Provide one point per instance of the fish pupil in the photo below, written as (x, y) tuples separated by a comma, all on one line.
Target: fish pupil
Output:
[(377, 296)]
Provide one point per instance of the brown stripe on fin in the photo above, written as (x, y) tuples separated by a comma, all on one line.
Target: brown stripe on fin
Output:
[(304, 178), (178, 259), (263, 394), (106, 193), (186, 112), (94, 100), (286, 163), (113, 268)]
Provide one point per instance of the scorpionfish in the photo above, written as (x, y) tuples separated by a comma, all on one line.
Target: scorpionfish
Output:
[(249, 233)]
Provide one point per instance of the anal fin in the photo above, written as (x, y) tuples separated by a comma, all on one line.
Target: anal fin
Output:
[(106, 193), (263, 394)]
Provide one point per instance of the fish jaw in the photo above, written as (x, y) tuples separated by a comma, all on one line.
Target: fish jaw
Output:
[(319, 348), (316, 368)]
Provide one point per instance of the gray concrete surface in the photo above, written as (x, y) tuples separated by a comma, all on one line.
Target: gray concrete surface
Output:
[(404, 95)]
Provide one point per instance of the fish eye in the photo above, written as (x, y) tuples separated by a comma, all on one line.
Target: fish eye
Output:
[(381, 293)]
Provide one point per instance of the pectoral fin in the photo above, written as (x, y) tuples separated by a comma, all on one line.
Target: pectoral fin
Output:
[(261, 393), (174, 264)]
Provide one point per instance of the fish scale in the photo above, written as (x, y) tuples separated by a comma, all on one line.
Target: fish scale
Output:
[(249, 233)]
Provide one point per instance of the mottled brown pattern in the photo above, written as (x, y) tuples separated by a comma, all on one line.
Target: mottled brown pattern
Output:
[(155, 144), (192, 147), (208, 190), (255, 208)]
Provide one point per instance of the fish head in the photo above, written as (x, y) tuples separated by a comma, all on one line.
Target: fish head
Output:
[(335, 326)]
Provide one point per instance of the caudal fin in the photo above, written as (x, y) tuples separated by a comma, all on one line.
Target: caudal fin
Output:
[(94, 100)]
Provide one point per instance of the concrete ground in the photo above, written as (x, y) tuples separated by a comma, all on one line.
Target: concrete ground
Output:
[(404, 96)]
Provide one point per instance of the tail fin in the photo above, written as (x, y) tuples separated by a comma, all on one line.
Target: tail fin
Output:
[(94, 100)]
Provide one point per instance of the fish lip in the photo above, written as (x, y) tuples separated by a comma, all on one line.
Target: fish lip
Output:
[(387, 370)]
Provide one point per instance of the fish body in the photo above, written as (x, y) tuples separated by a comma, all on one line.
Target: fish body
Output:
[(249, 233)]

★ ★ ★ ★ ★ ★ ★

▶ Directions for this task: Return all of the material above, line by line, without changing a single character.

▶ Solution to this problem:
Provide one point per instance of the fish pupil in the photo below, written as (x, y) tuples separated by a comma, all on one line.
Target: fish pupil
Output:
[(377, 296)]
Provide one point per instance of the brown stripe on fin in the photo above, written as (x, y) tuples separated by a comma, all on one line.
Target: brown stripe on fin
Output:
[(304, 178), (178, 259), (263, 394), (106, 193), (186, 112), (94, 100), (286, 163), (113, 268)]
Provide one point per instance of the scorpionfish in the photo above, written as (x, y) tuples separated by a comma, all on one line.
Target: scorpionfish
Output:
[(249, 233)]
Provide one point per instance of the anal fin in the photo above, written as (x, y) tuples separated by a comma, all on one line.
Target: anal fin
Output:
[(106, 193), (263, 394)]
Provide one point per instance of the fish jaw in the photo above, written as (x, y) tuples separated by a comma, all on one line.
Target: fish jaw
Output:
[(319, 348), (316, 368)]
Provide one point per instance of the gray concrete surface in the photo above, written as (x, y) tuples separated by a comma, all on one line.
Target: gray concrete surface
Output:
[(404, 95)]
Provide one point per instance of the fish eye in the photo above, written as (x, y) tuples separated by a comma, all on one line.
Target: fish eye
Output:
[(381, 293)]
Provide one point per instance of the pectoral fin in the photo above, written as (x, y) tuples separated by a comma, all on one line.
Target: pectoral fin
Output:
[(261, 393), (174, 264)]
Provide one point per instance of the fish scale in the photo above, written as (x, y) tuples separated by a comma, all on one line.
Target: fish scale
Output:
[(249, 233)]
Provide one point per instance of the mottled brown pattern in the photo above, written as (x, y) tuples separated by a comma, all on one line.
Target: mottled brown pattern
Output:
[(155, 144), (192, 147), (208, 190), (255, 208)]
Provide one point per instance of the fish head in the photo above, written as (x, y) tuples separated by a comma, all on one line.
Target: fish head
Output:
[(335, 326)]
Provide one point per instance of the caudal fin in the photo above, written as (x, y) tuples separated by a comma, all on one line.
Target: caudal fin
Output:
[(94, 100)]
Provide one point per instance of the concrete ground in the photo above, written as (x, y) tuples separated by a comma, all on one line.
Target: concrete ground
Output:
[(404, 96)]
Provide one point per instance of the tail fin in the photo above, written as (x, y) tuples separated by a comma, all on one line.
Target: tail fin
Output:
[(94, 100)]
Provide one point per instance of the fish lip in the photo above, written as (x, y) tuples separated by a comma, all on one line.
Target: fish lip
Output:
[(387, 370)]
Provide one point per instance of the fish body in the photo above, written as (x, y) tuples separated by a comma, all on one line.
Target: fish body
Output:
[(249, 233)]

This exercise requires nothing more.